[Dataset records]
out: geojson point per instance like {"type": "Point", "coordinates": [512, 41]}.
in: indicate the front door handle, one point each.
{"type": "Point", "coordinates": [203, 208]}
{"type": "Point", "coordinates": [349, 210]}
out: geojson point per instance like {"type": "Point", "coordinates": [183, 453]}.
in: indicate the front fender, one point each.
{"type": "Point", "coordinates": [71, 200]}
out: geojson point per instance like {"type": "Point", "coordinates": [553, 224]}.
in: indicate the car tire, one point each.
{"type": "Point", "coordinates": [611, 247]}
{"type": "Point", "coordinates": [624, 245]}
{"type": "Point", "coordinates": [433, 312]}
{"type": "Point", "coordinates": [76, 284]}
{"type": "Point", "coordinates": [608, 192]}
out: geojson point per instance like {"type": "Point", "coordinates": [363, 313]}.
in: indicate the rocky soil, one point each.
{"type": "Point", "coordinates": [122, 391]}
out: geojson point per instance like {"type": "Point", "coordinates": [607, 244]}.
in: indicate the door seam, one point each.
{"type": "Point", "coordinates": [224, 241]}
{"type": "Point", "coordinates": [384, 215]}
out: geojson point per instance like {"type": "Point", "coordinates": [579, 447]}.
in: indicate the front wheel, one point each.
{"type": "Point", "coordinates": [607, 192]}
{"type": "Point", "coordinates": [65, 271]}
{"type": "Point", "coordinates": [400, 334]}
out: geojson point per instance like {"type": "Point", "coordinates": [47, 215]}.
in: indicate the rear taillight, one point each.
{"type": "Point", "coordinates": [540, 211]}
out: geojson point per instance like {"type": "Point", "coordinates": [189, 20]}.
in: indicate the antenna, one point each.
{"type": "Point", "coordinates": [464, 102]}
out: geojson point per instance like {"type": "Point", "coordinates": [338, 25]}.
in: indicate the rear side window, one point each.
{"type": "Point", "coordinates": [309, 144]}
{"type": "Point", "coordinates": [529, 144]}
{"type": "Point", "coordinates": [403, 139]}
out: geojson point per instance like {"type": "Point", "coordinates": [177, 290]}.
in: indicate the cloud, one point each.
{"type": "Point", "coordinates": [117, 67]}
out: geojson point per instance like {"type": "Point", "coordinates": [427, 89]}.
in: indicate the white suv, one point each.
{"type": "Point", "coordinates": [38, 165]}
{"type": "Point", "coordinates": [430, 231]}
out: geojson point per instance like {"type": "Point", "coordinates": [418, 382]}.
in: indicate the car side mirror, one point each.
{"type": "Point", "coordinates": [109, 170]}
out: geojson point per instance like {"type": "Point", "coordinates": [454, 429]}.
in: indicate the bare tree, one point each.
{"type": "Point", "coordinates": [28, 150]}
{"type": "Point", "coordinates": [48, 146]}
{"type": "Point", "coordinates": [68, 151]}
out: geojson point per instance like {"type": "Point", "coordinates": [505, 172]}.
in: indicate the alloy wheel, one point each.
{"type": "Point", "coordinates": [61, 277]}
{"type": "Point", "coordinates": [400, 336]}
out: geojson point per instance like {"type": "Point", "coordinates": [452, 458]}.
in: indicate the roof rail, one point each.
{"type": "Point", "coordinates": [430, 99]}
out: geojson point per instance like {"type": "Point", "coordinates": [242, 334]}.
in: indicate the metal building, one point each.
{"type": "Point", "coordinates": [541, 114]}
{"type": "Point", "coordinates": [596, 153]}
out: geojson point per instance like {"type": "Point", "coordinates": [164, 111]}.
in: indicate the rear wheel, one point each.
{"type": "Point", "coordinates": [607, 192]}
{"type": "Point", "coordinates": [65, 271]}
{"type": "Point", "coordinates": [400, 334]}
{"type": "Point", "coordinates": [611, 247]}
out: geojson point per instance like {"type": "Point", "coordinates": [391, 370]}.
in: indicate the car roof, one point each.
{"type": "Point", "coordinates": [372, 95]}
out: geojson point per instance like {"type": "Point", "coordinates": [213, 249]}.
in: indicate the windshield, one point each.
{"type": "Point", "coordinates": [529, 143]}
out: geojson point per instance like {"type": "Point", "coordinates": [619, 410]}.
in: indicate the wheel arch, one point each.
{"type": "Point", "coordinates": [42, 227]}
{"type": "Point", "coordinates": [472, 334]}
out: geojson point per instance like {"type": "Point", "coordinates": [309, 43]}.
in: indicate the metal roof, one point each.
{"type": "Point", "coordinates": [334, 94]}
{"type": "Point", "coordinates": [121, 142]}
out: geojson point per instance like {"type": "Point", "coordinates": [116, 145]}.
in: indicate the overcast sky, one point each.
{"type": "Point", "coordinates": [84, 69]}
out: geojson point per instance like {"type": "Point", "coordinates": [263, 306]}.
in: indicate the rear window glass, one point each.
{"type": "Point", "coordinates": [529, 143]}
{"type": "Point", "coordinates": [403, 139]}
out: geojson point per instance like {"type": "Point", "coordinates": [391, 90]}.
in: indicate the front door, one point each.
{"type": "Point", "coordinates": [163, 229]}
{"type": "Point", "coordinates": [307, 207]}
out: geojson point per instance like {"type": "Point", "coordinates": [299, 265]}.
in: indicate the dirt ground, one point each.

## WHAT YOU ARE ASKED TO DO
Retype the material in full. Each word must match.

## RESULT
out: geojson point per instance like {"type": "Point", "coordinates": [512, 41]}.
in: indicate the front door handle, one point each.
{"type": "Point", "coordinates": [203, 208]}
{"type": "Point", "coordinates": [349, 210]}
out: geojson point per instance like {"type": "Point", "coordinates": [183, 453]}.
in: indicate the front fender, one point each.
{"type": "Point", "coordinates": [71, 200]}
out: geojson point per instance like {"type": "Point", "coordinates": [553, 224]}.
in: indicate the car tire, one point each.
{"type": "Point", "coordinates": [611, 247]}
{"type": "Point", "coordinates": [624, 245]}
{"type": "Point", "coordinates": [433, 312]}
{"type": "Point", "coordinates": [76, 284]}
{"type": "Point", "coordinates": [608, 192]}
out: geojson point per instance like {"type": "Point", "coordinates": [363, 313]}.
in: indicate the rocky soil, one point each.
{"type": "Point", "coordinates": [122, 391]}
out: geojson point per instance like {"type": "Point", "coordinates": [607, 244]}.
in: indicate the door seam, one point each.
{"type": "Point", "coordinates": [224, 241]}
{"type": "Point", "coordinates": [384, 215]}
out: geojson point per instance like {"type": "Point", "coordinates": [579, 447]}.
in: indicate the front wheel, one point each.
{"type": "Point", "coordinates": [607, 192]}
{"type": "Point", "coordinates": [65, 271]}
{"type": "Point", "coordinates": [400, 334]}
out: geojson point per instance like {"type": "Point", "coordinates": [47, 215]}.
in: indicate the rear taillight, one point each.
{"type": "Point", "coordinates": [540, 211]}
out: geojson point per instance like {"type": "Point", "coordinates": [189, 20]}.
in: indicate the antenna, one point each.
{"type": "Point", "coordinates": [464, 102]}
out: geojson point per instance like {"type": "Point", "coordinates": [338, 25]}.
in: indicate the rear side window, one point each.
{"type": "Point", "coordinates": [309, 144]}
{"type": "Point", "coordinates": [529, 144]}
{"type": "Point", "coordinates": [403, 139]}
out: geojson point per instance like {"type": "Point", "coordinates": [177, 290]}.
in: indicate the cloud, one point each.
{"type": "Point", "coordinates": [117, 67]}
out: geojson point per instance like {"type": "Point", "coordinates": [427, 89]}.
in: indicate the white suv, one point each.
{"type": "Point", "coordinates": [38, 165]}
{"type": "Point", "coordinates": [430, 231]}
out: geojson point per instance like {"type": "Point", "coordinates": [418, 382]}.
in: indicate the car side mirror, one point each.
{"type": "Point", "coordinates": [109, 170]}
out: geojson point per instance like {"type": "Point", "coordinates": [454, 429]}.
in: indicate the bare tree, one point each.
{"type": "Point", "coordinates": [28, 150]}
{"type": "Point", "coordinates": [48, 146]}
{"type": "Point", "coordinates": [68, 151]}
out: geojson point per instance like {"type": "Point", "coordinates": [505, 172]}.
in: indicate the alloy wheel, one point each.
{"type": "Point", "coordinates": [61, 277]}
{"type": "Point", "coordinates": [400, 336]}
out: geojson point per instance like {"type": "Point", "coordinates": [452, 458]}.
in: indicate the roof rail, one point each.
{"type": "Point", "coordinates": [430, 99]}
out: geojson point per instance like {"type": "Point", "coordinates": [242, 334]}.
in: indicate the metal building, one point each.
{"type": "Point", "coordinates": [541, 114]}
{"type": "Point", "coordinates": [596, 153]}
out: geojson point per instance like {"type": "Point", "coordinates": [164, 111]}.
in: indicate the rear wheel, one point each.
{"type": "Point", "coordinates": [607, 192]}
{"type": "Point", "coordinates": [65, 271]}
{"type": "Point", "coordinates": [400, 334]}
{"type": "Point", "coordinates": [611, 247]}
out: geojson point per instance like {"type": "Point", "coordinates": [391, 370]}.
in: indicate the car roof, one point each.
{"type": "Point", "coordinates": [372, 95]}
out: geojson point per instance like {"type": "Point", "coordinates": [213, 249]}.
in: indicate the windshield, one point each.
{"type": "Point", "coordinates": [529, 143]}
out: geojson point per instance like {"type": "Point", "coordinates": [619, 410]}.
in: indicate the wheel arch, one point each.
{"type": "Point", "coordinates": [42, 227]}
{"type": "Point", "coordinates": [472, 334]}
out: geojson point per instance like {"type": "Point", "coordinates": [309, 43]}.
in: indicate the metal roof, one point each.
{"type": "Point", "coordinates": [334, 94]}
{"type": "Point", "coordinates": [121, 142]}
out: geojson point per instance like {"type": "Point", "coordinates": [116, 145]}.
in: indicate the overcast sky, one point each.
{"type": "Point", "coordinates": [84, 69]}
out: geojson point per instance like {"type": "Point", "coordinates": [263, 306]}.
in: indicate the rear window glass, one point each.
{"type": "Point", "coordinates": [529, 143]}
{"type": "Point", "coordinates": [403, 139]}
out: geojson point per instance like {"type": "Point", "coordinates": [391, 90]}.
in: indicate the front door, one point each.
{"type": "Point", "coordinates": [163, 229]}
{"type": "Point", "coordinates": [307, 207]}
out: geojson point per instance like {"type": "Point", "coordinates": [299, 265]}.
in: indicate the dirt ground, one point each.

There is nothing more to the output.